Previously undisclosed documents released as a result of a Freedom of Information Act request (see links below) provide proof that Julie MacDonald, a now-retired official in the Bush Interior Department, interfered with scientific findings in a biological status report issued in 2004.
In response, Earthjustice, on behalf of eight conservation groups, today sent a letter to the Fish and Wildlife Service demanding that the agency withdraw the invalid status review for the marbled murrelet.
“The documents reveal that Ms. McDonald inserted her political goals into a scientific review about the survival of a threatened species,” observed Kristen Boyles of Earthjustice. “Her goal appears to have been to pave the way for increased old-growth logging in Washington, Oregon, and California.”
Marbled murrelets are small seabirds that nest in coastal old-growth forests in the Pacific Northwest. First protected in 1992 due primarily to logging of their old-growth habitat, marbled murrelets in Washington, Oregon, and California are listed as a threatened species.
During the status review of the species, Ms. MacDonald weighed in from headquarters at the Department of Interior in Washington, DC, in a series of emails. Among other things, she questioned the validity of scientific documents, urged that logging industry supplied data be considered equally, and ultimately rewrote the opinion of agency biologists — changing a conclusion that affirmed the need to protect the tri-state population of murrelets to a conclusion that found that murrelets in Washington, Oregon, and California did not deserve protection. This reversal came only one day before the final status review was released.

Saved data entries:
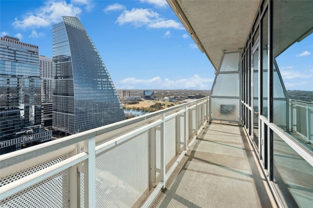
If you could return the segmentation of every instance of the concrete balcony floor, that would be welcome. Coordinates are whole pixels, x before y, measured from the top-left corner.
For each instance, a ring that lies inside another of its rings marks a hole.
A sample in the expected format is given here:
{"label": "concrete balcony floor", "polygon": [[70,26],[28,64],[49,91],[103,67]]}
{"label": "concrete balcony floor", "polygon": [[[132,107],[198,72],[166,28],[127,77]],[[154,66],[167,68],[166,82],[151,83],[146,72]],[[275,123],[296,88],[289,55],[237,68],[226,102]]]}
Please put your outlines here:
{"label": "concrete balcony floor", "polygon": [[277,207],[244,127],[212,122],[151,207]]}

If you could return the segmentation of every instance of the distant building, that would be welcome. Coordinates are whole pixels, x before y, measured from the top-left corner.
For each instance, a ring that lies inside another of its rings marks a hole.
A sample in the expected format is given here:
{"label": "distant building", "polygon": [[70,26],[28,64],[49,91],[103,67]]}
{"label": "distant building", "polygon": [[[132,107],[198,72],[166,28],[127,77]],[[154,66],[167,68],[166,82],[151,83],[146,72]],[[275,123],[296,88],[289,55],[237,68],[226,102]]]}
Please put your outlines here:
{"label": "distant building", "polygon": [[[0,42],[0,146],[1,154],[51,139],[41,129],[41,79],[39,48],[4,36]],[[36,129],[37,130],[34,130]],[[44,132],[37,134],[37,132]],[[46,134],[45,138],[41,138]],[[5,147],[4,147],[5,146]]]}
{"label": "distant building", "polygon": [[176,99],[176,96],[172,96],[170,97],[164,97],[164,100],[166,100],[169,102],[176,102],[177,99]]}
{"label": "distant building", "polygon": [[130,90],[123,90],[122,91],[122,97],[130,97],[131,96]]}
{"label": "distant building", "polygon": [[131,101],[133,100],[140,100],[141,99],[141,97],[140,96],[131,96],[129,97],[123,97],[123,100],[127,101]]}
{"label": "distant building", "polygon": [[41,100],[52,102],[52,59],[39,55],[39,70],[42,79]]}
{"label": "distant building", "polygon": [[49,130],[52,129],[52,102],[41,103],[41,125]]}
{"label": "distant building", "polygon": [[201,99],[203,97],[205,97],[205,96],[204,95],[188,95],[188,99]]}
{"label": "distant building", "polygon": [[73,134],[125,119],[99,52],[78,18],[53,26],[53,127]]}
{"label": "distant building", "polygon": [[145,90],[143,91],[143,99],[146,100],[153,100],[155,98],[155,92],[152,90]]}
{"label": "distant building", "polygon": [[52,59],[39,55],[39,69],[42,78],[41,125],[52,127]]}

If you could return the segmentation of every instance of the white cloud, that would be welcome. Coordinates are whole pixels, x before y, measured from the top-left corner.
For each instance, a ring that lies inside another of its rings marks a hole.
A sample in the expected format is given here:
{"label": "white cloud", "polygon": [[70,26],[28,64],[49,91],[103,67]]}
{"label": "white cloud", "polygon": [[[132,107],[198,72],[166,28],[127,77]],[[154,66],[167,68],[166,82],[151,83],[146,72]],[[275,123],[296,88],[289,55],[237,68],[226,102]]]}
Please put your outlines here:
{"label": "white cloud", "polygon": [[310,84],[308,82],[286,82],[284,83],[286,88],[292,88],[297,86],[306,86]]}
{"label": "white cloud", "polygon": [[90,11],[94,7],[90,0],[71,0],[70,2],[72,4],[83,5],[86,10]]}
{"label": "white cloud", "polygon": [[135,9],[125,10],[118,17],[115,22],[122,25],[129,23],[136,27],[147,25],[159,19],[159,14],[150,9]]}
{"label": "white cloud", "polygon": [[189,47],[191,48],[198,48],[198,45],[196,43],[190,44]]}
{"label": "white cloud", "polygon": [[173,19],[152,22],[148,25],[148,27],[151,28],[174,28],[177,30],[183,30],[185,29],[180,23]]}
{"label": "white cloud", "polygon": [[281,69],[283,79],[291,79],[294,78],[311,78],[313,76],[313,70],[299,72],[295,70]]}
{"label": "white cloud", "polygon": [[168,5],[166,0],[140,0],[140,1],[153,4],[157,7],[165,7]]}
{"label": "white cloud", "polygon": [[62,16],[75,16],[82,10],[72,4],[64,1],[48,1],[45,6],[37,9],[34,14],[29,14],[22,20],[15,18],[13,25],[17,28],[38,28],[47,27],[62,21]]}
{"label": "white cloud", "polygon": [[166,31],[164,35],[163,36],[163,38],[170,38],[171,36],[171,32],[170,31]]}
{"label": "white cloud", "polygon": [[111,4],[107,6],[107,7],[103,10],[103,11],[106,13],[108,13],[111,11],[120,11],[125,9],[126,9],[126,7],[125,5],[115,3],[114,4]]}
{"label": "white cloud", "polygon": [[305,57],[307,56],[309,56],[310,54],[311,54],[311,53],[310,52],[309,52],[308,51],[305,51],[304,52],[303,52],[302,53],[301,53],[300,54],[298,54],[297,55],[296,55],[295,57]]}
{"label": "white cloud", "polygon": [[7,36],[8,35],[9,35],[9,34],[8,33],[7,33],[6,32],[1,32],[1,36],[2,37],[3,36]]}
{"label": "white cloud", "polygon": [[30,34],[28,38],[39,38],[40,36],[43,36],[42,33],[40,33],[39,34],[38,34],[36,30],[33,30],[31,31],[31,34]]}
{"label": "white cloud", "polygon": [[201,77],[195,75],[192,77],[176,80],[170,80],[167,78],[162,79],[159,76],[146,79],[130,77],[114,83],[118,89],[208,90],[211,89],[213,80],[213,78]]}
{"label": "white cloud", "polygon": [[20,33],[17,33],[16,34],[14,35],[14,37],[20,39],[20,40],[23,38],[23,36]]}
{"label": "white cloud", "polygon": [[124,10],[117,18],[115,23],[120,25],[129,23],[135,27],[146,25],[150,28],[184,29],[180,23],[172,19],[165,20],[151,9],[133,8],[131,11]]}

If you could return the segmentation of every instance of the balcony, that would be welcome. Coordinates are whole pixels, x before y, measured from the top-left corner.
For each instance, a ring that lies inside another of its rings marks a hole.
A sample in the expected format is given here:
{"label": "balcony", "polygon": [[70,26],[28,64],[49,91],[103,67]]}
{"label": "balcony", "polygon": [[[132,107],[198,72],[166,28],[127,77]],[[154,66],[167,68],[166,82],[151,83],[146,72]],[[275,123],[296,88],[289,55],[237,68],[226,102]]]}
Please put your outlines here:
{"label": "balcony", "polygon": [[291,202],[283,204],[310,203],[312,172],[295,171],[298,164],[312,170],[310,164],[274,136],[280,145],[274,146],[274,171],[281,180],[272,194],[275,185],[244,127],[209,123],[209,107],[205,97],[1,155],[0,206],[275,207],[277,199],[286,198]]}

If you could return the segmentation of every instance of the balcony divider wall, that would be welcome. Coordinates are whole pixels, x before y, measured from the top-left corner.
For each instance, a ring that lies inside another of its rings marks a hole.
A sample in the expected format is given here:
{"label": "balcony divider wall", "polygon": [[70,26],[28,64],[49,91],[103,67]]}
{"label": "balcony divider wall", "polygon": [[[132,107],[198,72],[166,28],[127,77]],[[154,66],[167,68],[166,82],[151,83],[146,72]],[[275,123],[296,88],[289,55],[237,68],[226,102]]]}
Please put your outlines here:
{"label": "balcony divider wall", "polygon": [[212,120],[239,122],[239,51],[223,51],[210,94]]}

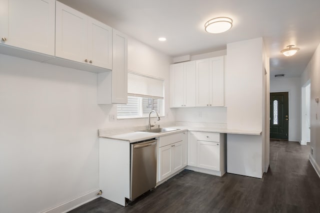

# EXERCISE REQUIREMENTS:
Decide whether each of these statements agrees with the text on the marbled murrelet status review, answering yes or no and quoting the deciding words of the text. (a) Marbled murrelets were first protected in 1992. (b) Earthjustice sent its letter on behalf of five conservation groups. (c) The reversal of the biologists' conclusion came one week before the final status review was released.

# ANSWER BOX:
(a) Yes: "First protected in 1992 due primarily to logging of their old-growth habitat"
(b) No: "on behalf of eight conservation groups"
(c) No: "This reversal came only one day before the final status review was released."